===== Source extract =====
Urine Test for Prostate Cancer Now Available

This week, Ben Stiller, 50, revealed his prostate cancer diagnosis. Here, we look at the urine test used to diagnose—and save—patients.

Canadian researchers have developed protein signatures for accurately diagnosing prostate cancer from a simple urine sample, without any invasive procedures.

The Ontario Institute for Cancer Research announced the news this week in the journal Nature Communications.

Equally significant, the urine test can distinguish between patients with aggressive versus non-aggressive disease.

“The amazing thing about these signatures is that their rate of accuracy is as good or better than the invasive tests that are used today, with far fewer drawbacks,” said Dr. Paul Boutros, an OICR principal investigator and a lead author on the paper.

“They can replace invasive, expensive, uncomfortable tests with something much easier and simpler. This type of cheap, non-invasive testing could allow patients to be screened much more frequently, allowing for more accurate monitoring of patients’ non-aggressive cancer over time, sparing patients biopsies, imaging tests and even unnecessary surgeries.”

Current methods to diagnose prostate cancer usually include a combination of digital rectal exams, prostate specific antigen (PSA) tests and biopsy, all of which have drawbacks, including their invasiveness for patients, potential complications and false-positive results (tests finding evidence of cancer when none is there).

Finding new ways to accurately diagnose prostate cancer is considered a priority for many research institutions, including OICR, because the result of these tests’ shortcomings is in many cases over-diagnosis and over-treatment.
===== Information shown =====
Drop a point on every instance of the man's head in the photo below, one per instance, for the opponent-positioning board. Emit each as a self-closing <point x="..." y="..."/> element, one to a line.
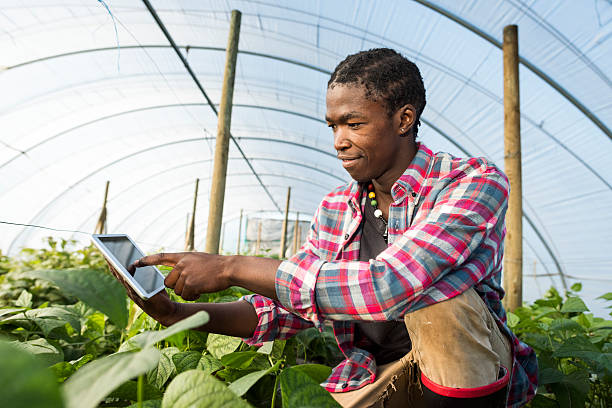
<point x="387" y="77"/>
<point x="374" y="100"/>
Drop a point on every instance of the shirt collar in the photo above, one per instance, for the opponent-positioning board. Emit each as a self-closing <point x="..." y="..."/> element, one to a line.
<point x="413" y="178"/>
<point x="410" y="181"/>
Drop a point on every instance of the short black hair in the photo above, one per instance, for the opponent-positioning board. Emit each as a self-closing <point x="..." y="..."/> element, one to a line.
<point x="385" y="74"/>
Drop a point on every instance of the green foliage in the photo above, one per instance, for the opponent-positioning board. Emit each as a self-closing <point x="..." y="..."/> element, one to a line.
<point x="68" y="325"/>
<point x="25" y="381"/>
<point x="573" y="348"/>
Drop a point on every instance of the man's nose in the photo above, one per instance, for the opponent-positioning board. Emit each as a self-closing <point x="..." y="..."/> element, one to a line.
<point x="341" y="141"/>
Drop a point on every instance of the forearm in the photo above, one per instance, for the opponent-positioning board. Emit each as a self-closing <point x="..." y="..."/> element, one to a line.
<point x="255" y="274"/>
<point x="231" y="318"/>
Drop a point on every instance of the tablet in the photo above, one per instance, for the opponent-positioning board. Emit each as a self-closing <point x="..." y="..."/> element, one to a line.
<point x="120" y="251"/>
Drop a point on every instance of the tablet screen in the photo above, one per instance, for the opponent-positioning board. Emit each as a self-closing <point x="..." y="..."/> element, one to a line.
<point x="126" y="253"/>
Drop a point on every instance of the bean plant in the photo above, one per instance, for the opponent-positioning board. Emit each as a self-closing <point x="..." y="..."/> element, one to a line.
<point x="69" y="337"/>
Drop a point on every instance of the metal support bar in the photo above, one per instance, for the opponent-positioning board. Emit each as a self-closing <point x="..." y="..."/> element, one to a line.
<point x="190" y="235"/>
<point x="239" y="233"/>
<point x="284" y="230"/>
<point x="101" y="224"/>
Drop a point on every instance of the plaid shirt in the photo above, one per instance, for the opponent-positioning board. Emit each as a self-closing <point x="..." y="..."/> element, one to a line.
<point x="446" y="231"/>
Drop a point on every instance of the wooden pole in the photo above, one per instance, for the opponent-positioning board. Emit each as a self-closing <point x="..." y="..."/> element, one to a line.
<point x="258" y="243"/>
<point x="190" y="235"/>
<point x="217" y="189"/>
<point x="239" y="234"/>
<point x="284" y="230"/>
<point x="513" y="254"/>
<point x="296" y="231"/>
<point x="101" y="224"/>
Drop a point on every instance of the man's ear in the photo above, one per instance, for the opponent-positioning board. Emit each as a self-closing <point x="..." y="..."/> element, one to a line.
<point x="407" y="118"/>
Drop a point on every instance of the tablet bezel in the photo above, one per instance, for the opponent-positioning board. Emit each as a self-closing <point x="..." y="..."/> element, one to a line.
<point x="108" y="255"/>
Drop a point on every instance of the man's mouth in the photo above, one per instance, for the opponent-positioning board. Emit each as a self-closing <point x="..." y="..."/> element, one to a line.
<point x="348" y="161"/>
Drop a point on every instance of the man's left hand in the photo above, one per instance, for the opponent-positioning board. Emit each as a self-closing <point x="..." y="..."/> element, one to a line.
<point x="193" y="273"/>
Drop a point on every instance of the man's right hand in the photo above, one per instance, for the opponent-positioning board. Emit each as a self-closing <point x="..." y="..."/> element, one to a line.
<point x="159" y="307"/>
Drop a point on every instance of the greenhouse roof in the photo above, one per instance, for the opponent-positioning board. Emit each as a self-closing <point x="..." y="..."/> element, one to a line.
<point x="91" y="94"/>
=====
Retype everything in the urine test article from "The Ontario Institute" down to "versus non-aggressive disease.". The material has no connection to the urine test article.

The Ontario Institute for Cancer Research announced the news this week in the journal Nature Communications.

Equally significant, the urine test can distinguish between patients with aggressive versus non-aggressive disease.